> _DATA TO USE_:
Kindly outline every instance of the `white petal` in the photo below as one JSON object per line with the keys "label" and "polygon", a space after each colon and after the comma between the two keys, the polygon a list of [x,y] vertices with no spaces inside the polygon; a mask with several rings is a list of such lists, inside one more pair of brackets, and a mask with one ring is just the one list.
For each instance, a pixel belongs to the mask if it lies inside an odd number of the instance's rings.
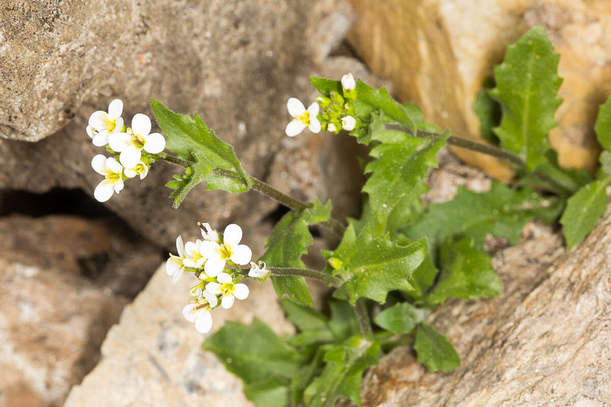
{"label": "white petal", "polygon": [[195,329],[202,334],[210,331],[212,328],[212,315],[210,312],[203,311],[200,312],[195,319]]}
{"label": "white petal", "polygon": [[180,264],[175,261],[171,258],[167,259],[166,262],[166,272],[167,273],[167,275],[171,276],[176,272],[178,268],[180,268]]}
{"label": "white petal", "polygon": [[320,121],[315,117],[310,117],[310,125],[307,126],[307,128],[313,133],[320,132],[321,129]]}
{"label": "white petal", "polygon": [[123,173],[128,178],[133,178],[134,176],[138,175],[138,173],[136,172],[131,168],[125,168],[123,170]]}
{"label": "white petal", "polygon": [[122,112],[123,102],[120,99],[115,99],[108,105],[108,117],[109,118],[119,118]]}
{"label": "white petal", "polygon": [[207,259],[220,259],[221,245],[216,242],[205,240],[199,245],[199,253]]}
{"label": "white petal", "polygon": [[214,295],[221,294],[221,284],[218,283],[208,283],[206,284],[206,291]]}
{"label": "white petal", "polygon": [[288,109],[288,114],[296,118],[306,113],[306,107],[301,101],[296,98],[290,98],[288,99],[287,102],[287,108]]}
{"label": "white petal", "polygon": [[110,134],[108,131],[101,131],[95,136],[92,142],[96,147],[103,147],[108,144],[108,136]]}
{"label": "white petal", "polygon": [[233,286],[233,295],[238,300],[246,300],[248,298],[249,292],[250,290],[248,289],[248,286],[245,284],[240,283]]}
{"label": "white petal", "polygon": [[[112,148],[111,147],[111,148]],[[112,149],[114,149],[112,148]],[[121,154],[119,156],[119,160],[125,168],[133,168],[138,164],[138,161],[140,161],[142,157],[142,152],[140,151],[140,149],[133,146],[128,146],[121,151]]]}
{"label": "white petal", "polygon": [[211,258],[206,261],[203,265],[203,272],[208,277],[216,277],[225,268],[225,261],[220,258]]}
{"label": "white petal", "polygon": [[178,252],[178,257],[185,256],[185,245],[183,244],[183,237],[181,235],[176,238],[176,250]]}
{"label": "white petal", "polygon": [[213,308],[219,304],[219,299],[216,298],[216,295],[208,290],[204,290],[203,292],[202,293],[202,295],[203,295],[203,298],[206,298],[206,301],[208,301],[208,303],[210,304],[210,306]]}
{"label": "white petal", "polygon": [[108,136],[108,145],[115,151],[122,151],[127,148],[127,142],[133,137],[127,133],[112,133]]}
{"label": "white petal", "polygon": [[223,243],[230,246],[236,246],[242,240],[242,228],[235,223],[228,225],[223,232]]}
{"label": "white petal", "polygon": [[195,317],[197,316],[198,314],[199,314],[199,312],[191,312],[193,311],[193,308],[195,308],[196,306],[197,306],[195,304],[189,304],[185,306],[185,308],[183,308],[183,315],[185,315],[185,317],[186,318],[187,320],[189,322],[194,322]]}
{"label": "white petal", "polygon": [[151,133],[144,139],[144,146],[142,148],[147,153],[157,154],[163,151],[166,148],[166,138],[159,133]]}
{"label": "white petal", "polygon": [[123,171],[123,166],[117,162],[117,160],[114,157],[109,157],[106,159],[106,167],[114,173],[121,173]]}
{"label": "white petal", "polygon": [[91,116],[89,116],[89,124],[97,130],[104,128],[104,120],[103,118],[106,115],[106,112],[102,110],[93,112]]}
{"label": "white petal", "polygon": [[114,193],[114,185],[104,179],[95,187],[93,197],[100,202],[106,202],[111,198],[113,193]]}
{"label": "white petal", "polygon": [[183,273],[185,272],[185,267],[180,267],[177,270],[174,272],[174,275],[172,276],[172,282],[176,283],[183,275]]}
{"label": "white petal", "polygon": [[101,154],[98,154],[91,160],[91,167],[93,170],[98,174],[104,175],[104,170],[106,170],[106,157]]}
{"label": "white petal", "polygon": [[134,134],[144,137],[151,132],[151,120],[146,115],[136,113],[131,119],[131,131]]}
{"label": "white petal", "polygon": [[235,297],[231,294],[223,295],[223,299],[221,300],[221,306],[225,309],[229,309],[231,308],[231,306],[233,305],[234,301],[235,301]]}
{"label": "white petal", "polygon": [[221,284],[225,284],[226,283],[231,283],[233,279],[231,278],[227,273],[221,273],[219,275],[216,276],[216,281]]}
{"label": "white petal", "polygon": [[306,128],[306,124],[302,123],[301,120],[293,120],[287,124],[287,128],[284,129],[284,132],[290,137],[294,137]]}
{"label": "white petal", "polygon": [[233,254],[232,254],[231,261],[236,264],[248,264],[252,258],[252,251],[251,248],[246,245],[238,245],[232,247]]}
{"label": "white petal", "polygon": [[312,120],[312,118],[315,118],[318,115],[320,110],[320,106],[318,106],[318,103],[314,102],[310,104],[307,108],[308,113],[310,113],[310,119]]}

> _EXERCISE TASK_:
Report how many lines in the data above contain the string "lies", matching case exactly. Give only the number.

> _TASK RESULT_:
1